** START Provided information **

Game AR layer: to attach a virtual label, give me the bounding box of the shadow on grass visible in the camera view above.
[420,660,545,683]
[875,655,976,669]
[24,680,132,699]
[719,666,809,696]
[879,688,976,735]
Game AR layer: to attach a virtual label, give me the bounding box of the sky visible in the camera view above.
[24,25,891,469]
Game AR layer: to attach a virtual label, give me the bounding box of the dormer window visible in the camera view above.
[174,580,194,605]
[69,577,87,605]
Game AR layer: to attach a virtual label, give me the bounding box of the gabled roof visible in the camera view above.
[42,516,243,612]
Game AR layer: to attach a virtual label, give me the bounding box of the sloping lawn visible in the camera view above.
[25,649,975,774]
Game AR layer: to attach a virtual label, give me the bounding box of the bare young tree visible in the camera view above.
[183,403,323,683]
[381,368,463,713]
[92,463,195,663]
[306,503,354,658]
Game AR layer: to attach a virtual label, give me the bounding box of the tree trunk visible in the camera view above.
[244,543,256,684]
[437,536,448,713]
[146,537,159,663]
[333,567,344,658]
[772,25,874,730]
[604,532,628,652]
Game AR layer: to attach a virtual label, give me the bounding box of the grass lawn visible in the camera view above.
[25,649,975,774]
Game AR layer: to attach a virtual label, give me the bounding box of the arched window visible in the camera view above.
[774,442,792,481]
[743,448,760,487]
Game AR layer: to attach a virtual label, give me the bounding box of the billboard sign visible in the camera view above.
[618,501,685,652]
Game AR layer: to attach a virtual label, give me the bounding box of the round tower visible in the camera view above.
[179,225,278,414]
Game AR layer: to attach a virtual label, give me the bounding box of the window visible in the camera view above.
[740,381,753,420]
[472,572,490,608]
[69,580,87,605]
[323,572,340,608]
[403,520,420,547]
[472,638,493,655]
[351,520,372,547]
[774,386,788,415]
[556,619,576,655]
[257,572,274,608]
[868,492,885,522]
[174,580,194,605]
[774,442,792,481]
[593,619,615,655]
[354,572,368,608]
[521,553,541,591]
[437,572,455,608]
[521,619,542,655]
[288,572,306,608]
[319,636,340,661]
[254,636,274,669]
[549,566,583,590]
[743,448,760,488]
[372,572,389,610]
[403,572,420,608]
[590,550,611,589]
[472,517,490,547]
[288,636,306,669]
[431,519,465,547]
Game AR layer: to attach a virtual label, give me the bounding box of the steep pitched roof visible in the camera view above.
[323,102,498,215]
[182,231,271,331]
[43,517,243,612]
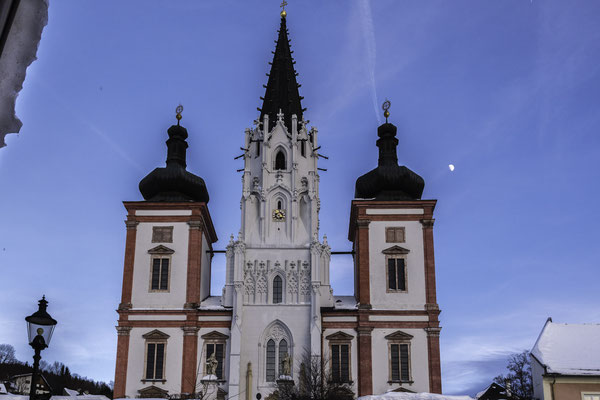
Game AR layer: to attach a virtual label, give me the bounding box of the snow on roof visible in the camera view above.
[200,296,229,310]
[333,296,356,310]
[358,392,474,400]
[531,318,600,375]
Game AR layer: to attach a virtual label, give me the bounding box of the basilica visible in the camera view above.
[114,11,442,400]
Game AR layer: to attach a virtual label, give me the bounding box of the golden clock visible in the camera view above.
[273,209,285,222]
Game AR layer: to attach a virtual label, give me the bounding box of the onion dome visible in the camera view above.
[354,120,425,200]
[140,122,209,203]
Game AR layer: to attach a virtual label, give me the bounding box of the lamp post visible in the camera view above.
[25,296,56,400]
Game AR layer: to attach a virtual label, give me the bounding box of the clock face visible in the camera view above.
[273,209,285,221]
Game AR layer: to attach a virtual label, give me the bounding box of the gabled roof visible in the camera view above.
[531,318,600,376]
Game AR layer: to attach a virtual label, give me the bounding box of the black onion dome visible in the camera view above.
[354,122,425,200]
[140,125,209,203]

** END Provided information **
** START Provided information **

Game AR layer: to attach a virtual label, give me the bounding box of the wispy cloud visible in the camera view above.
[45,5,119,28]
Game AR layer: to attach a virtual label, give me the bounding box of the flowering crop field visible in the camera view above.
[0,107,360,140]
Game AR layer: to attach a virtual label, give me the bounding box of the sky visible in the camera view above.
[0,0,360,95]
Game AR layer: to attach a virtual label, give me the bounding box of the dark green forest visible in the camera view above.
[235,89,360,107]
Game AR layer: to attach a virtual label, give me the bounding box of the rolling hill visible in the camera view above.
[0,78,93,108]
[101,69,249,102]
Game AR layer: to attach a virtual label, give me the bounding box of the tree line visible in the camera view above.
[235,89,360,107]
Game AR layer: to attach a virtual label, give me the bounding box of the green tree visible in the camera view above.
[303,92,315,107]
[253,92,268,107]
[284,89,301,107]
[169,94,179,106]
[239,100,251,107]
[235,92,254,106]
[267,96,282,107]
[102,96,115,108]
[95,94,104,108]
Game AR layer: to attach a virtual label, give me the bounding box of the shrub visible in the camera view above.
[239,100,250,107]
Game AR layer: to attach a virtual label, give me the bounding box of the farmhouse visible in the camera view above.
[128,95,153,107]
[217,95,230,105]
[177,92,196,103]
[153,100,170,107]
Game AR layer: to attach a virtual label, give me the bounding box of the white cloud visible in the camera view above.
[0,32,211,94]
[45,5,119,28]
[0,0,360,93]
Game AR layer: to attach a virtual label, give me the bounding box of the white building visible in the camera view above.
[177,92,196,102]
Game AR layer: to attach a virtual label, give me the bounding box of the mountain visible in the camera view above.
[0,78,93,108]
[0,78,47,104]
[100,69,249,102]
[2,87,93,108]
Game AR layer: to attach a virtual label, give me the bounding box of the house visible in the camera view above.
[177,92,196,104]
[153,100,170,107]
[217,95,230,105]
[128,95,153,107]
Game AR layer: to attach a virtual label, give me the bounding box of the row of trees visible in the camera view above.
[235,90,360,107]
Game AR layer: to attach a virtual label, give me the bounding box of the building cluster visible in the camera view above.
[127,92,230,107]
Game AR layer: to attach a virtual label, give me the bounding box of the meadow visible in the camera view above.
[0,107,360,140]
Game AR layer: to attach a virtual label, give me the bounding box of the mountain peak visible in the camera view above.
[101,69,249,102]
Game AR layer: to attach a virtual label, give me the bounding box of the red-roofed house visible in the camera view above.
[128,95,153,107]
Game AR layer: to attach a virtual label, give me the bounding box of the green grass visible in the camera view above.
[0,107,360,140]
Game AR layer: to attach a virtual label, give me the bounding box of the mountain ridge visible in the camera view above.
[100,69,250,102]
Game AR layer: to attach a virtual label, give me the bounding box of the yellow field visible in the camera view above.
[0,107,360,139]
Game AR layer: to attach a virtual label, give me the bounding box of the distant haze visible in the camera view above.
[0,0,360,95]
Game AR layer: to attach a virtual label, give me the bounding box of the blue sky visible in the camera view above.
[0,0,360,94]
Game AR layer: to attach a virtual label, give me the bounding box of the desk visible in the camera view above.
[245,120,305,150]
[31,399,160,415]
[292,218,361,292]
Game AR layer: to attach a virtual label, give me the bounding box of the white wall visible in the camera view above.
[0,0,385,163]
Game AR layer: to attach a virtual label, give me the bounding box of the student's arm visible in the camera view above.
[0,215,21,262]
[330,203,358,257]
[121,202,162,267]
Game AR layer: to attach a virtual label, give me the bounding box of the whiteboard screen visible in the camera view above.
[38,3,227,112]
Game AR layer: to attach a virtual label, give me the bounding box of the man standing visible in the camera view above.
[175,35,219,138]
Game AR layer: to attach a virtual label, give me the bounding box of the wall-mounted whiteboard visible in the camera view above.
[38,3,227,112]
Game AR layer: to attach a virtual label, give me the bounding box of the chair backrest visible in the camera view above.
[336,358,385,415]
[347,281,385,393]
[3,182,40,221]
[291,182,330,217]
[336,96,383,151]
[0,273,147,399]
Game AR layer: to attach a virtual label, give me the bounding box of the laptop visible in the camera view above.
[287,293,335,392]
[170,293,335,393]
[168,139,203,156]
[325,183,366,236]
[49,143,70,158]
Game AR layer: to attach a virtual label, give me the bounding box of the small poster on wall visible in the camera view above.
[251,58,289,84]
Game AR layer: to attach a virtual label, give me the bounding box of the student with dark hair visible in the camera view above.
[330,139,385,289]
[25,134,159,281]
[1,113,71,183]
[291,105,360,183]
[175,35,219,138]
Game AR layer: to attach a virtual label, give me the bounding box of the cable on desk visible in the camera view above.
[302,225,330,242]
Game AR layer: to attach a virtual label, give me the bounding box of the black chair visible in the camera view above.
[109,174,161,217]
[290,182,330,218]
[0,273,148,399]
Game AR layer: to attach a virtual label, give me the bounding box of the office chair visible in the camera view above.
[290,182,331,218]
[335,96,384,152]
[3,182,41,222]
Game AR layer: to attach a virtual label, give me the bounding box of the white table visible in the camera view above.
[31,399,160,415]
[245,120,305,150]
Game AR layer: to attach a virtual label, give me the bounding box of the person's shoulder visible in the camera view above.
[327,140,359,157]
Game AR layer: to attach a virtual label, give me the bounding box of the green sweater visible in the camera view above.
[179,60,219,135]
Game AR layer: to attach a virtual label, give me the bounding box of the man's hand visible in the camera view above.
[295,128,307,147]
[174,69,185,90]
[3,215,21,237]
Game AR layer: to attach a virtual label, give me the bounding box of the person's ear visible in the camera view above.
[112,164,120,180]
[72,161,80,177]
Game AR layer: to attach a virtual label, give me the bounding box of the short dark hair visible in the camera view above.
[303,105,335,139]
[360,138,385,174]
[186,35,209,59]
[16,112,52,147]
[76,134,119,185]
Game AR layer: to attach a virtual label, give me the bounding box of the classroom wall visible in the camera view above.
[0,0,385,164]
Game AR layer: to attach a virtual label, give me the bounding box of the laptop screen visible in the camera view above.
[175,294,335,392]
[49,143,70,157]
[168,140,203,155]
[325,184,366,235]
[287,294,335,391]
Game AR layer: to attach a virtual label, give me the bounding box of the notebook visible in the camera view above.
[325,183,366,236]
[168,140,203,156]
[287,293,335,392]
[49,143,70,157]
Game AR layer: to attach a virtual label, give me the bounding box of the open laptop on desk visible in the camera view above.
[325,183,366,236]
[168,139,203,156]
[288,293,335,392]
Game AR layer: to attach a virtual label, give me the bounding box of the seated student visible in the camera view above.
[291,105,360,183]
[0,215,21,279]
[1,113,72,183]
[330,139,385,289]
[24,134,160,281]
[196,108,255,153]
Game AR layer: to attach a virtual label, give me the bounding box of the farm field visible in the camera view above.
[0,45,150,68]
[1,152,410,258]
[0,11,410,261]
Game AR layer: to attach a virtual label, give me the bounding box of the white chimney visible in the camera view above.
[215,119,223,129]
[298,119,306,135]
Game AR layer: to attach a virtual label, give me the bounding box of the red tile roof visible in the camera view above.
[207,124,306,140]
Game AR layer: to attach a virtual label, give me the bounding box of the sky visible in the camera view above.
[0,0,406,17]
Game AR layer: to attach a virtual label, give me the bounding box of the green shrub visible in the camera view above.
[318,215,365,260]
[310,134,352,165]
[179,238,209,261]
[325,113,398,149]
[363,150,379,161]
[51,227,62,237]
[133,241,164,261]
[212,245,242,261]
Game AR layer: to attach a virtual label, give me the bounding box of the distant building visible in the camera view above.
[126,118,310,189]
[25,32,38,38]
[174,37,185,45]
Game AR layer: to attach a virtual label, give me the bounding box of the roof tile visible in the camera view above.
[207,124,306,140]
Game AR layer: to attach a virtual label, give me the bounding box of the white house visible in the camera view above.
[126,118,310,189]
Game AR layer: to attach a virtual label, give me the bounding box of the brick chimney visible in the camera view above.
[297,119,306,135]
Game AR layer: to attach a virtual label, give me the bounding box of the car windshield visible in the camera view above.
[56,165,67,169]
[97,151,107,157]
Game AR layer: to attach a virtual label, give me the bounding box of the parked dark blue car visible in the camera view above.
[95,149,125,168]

** END Provided information **

→ Given problem
Put the data starting at the line that contains "on grass visible in the camera view above." and ending at the line that contains "[42,516,243,612]" into a two-column CSV with the columns input and output. Each row should pair one line of text with the coordinates listed after it, with every field in quotation marks and any line breaks replaced by spaces.

→ Result
input,output
"Game AR layer: to attach a virtual label, give me the bounding box of the shadow on grass visible in the camera view above.","[420,660,545,683] [875,655,976,669] [24,680,132,699] [719,666,809,696] [879,688,976,735]"
"Game AR layer: to attach a virtual label, give me the bounding box of the sky visible in the camera view above.","[24,25,891,469]"
"Game AR layer: to attach a virtual label, give me the bounding box of the dormer window visible in the camera view above.","[174,580,194,605] [69,577,87,605]"
"Game AR layer: to attach a virtual label, give me the bounding box of the gabled roof visible in the camera view above.","[42,516,243,612]"